#### EXERCISE PROMPT
The lines to reproduce run from the one containing "Exercise. Put one point on every instance of the dark wooden" through the end of the records below. Reproduce them exactly and add nothing.

(Beginning of DATASET EXTRACT)

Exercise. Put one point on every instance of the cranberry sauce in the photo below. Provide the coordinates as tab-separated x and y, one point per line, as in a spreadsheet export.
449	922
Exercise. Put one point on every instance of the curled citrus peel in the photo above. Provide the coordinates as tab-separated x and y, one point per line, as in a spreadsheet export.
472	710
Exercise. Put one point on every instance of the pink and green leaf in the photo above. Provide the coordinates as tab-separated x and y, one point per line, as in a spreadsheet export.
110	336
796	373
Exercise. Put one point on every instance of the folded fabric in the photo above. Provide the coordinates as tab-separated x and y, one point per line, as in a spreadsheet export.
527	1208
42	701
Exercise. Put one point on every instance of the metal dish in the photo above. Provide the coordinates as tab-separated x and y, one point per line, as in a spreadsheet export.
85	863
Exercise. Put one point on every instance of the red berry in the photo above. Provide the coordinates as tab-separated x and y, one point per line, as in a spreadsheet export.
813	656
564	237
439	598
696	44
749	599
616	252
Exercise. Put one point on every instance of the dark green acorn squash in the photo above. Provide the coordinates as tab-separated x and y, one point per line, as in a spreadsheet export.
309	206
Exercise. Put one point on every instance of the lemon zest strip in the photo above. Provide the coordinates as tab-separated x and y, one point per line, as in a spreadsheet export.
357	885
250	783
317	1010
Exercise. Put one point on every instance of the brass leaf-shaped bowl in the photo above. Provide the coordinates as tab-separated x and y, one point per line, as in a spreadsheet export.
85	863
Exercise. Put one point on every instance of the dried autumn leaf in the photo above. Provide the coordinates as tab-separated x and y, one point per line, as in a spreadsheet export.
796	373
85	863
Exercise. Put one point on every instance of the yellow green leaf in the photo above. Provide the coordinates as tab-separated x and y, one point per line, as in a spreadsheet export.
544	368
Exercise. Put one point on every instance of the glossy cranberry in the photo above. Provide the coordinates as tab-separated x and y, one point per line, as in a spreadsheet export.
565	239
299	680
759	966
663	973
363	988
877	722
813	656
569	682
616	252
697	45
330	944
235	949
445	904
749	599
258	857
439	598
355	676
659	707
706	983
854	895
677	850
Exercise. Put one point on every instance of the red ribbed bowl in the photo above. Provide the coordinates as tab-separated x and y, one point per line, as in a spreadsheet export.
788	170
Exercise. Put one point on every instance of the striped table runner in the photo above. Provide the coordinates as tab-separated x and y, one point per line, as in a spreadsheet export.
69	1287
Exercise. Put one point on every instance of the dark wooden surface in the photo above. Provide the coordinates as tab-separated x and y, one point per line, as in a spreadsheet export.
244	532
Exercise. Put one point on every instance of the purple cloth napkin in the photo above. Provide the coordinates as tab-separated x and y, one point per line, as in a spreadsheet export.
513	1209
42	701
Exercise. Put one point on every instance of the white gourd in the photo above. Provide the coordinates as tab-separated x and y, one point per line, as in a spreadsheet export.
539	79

(End of DATASET EXTRACT)

#### ANSWER FOR THIS EXERCISE
Exercise. Put one point on every instance of the dark wooden surface in the photo above. Provide the coordinates as tab-separated x and y, one point per line, as in a spreadsheet export.
244	532
Exercise. Put one point on every instance of the purple cloth napkin in the photo above. Provide the coordinates as tab-separated x and y, one point per line, as in a spreadsheet export.
513	1209
42	701
Exercise. Put one point on every instance of the white gourd in the photo above. Provide the coordinates as tab-separated x and y, one point per line, as in a spreadsheet export.
539	79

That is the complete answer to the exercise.